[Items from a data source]
+ + + + +
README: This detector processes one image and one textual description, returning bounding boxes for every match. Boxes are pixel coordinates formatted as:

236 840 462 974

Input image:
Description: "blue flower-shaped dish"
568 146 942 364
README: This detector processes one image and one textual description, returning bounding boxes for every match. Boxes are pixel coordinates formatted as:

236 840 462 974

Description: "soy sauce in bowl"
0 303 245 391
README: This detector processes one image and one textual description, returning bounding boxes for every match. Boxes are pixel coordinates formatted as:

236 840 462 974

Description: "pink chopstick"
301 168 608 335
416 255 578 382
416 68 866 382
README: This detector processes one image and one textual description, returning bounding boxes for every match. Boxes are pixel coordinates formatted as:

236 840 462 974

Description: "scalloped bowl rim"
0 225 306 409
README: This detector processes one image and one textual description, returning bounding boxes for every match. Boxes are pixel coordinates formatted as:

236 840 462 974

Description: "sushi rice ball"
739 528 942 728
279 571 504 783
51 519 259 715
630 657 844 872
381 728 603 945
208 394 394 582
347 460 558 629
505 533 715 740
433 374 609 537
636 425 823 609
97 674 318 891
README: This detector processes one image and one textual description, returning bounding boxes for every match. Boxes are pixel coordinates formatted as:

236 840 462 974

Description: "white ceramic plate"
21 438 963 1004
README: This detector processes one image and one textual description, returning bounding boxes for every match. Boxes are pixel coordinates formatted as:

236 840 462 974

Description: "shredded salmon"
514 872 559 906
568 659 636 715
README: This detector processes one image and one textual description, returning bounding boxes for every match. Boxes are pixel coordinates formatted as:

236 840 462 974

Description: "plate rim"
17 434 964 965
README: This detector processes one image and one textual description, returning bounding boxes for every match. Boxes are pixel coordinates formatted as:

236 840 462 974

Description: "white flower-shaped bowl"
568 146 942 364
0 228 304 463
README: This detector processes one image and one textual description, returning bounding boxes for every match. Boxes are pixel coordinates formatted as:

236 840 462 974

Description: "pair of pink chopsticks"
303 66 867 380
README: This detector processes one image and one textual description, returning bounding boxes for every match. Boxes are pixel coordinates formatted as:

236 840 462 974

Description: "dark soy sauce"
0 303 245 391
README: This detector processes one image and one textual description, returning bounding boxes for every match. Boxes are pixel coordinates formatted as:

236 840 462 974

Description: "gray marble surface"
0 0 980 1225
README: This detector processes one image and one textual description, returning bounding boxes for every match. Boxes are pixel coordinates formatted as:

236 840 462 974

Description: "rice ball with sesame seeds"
+ + + + +
Starting with the first line of the rows and going on through the line with "568 659 636 715", both included, write every line out again with its descriptions, adding 141 to each bounding box coordinate in the answers. Leave the numbers in the descriptions and in the format samples unchanged.

Exercise output ::
README: This detector processes one image and one textual description, returning bounding boxes for every match. Boxes are pixel coordinates formatted as:

236 840 462 974

Input image:
Description: "blue flower-shaped dish"
709 287 1083 505
README: This detector processes one image and one textual description, returning bounding boxes for every match. Boxes are pixel coordinates formatted as:

236 840 462 974

Description: "soy sauce in bowl"
141 444 386 532
README: This detector processes one image and one textual description, returning bounding boxes for every match. Boxes are pixel coordinates formatted as:

236 840 462 974

Description: "pink chopstick"
442 309 749 476
557 396 719 523
557 209 1007 523
README: This detector processes one image and one textual description, returning bounding boxes for every match. Boxes are pixel coordinates formatted as:

236 840 462 974

Description: "scalloped bowl rim"
141 366 447 550
README: This detector processes one image and one textual description, returning bounding boxes for every match. Boxes are pixel coordinates formatted as:

236 840 462 974

Description: "sushi rice ball"
880 669 1083 869
420 712 645 924
192 660 400 856
771 798 985 1013
522 869 744 1086
349 535 535 723
488 601 699 770
646 674 856 881
574 515 750 678
777 566 964 750
238 815 459 1032
README: This detector processes one image and one textual description, returning bounding boxes for every match. Boxes are pixel coordinates formatted as:

236 840 462 974

Description: "white ceramic plate"
162 579 1104 1145
README: This detector processes one image and one textual description, returning bounding boxes for every match. Boxes are pixel coordinates formatted as:

236 840 462 974

Description: "shredded salmon"
655 1013 700 1047
709 800 777 856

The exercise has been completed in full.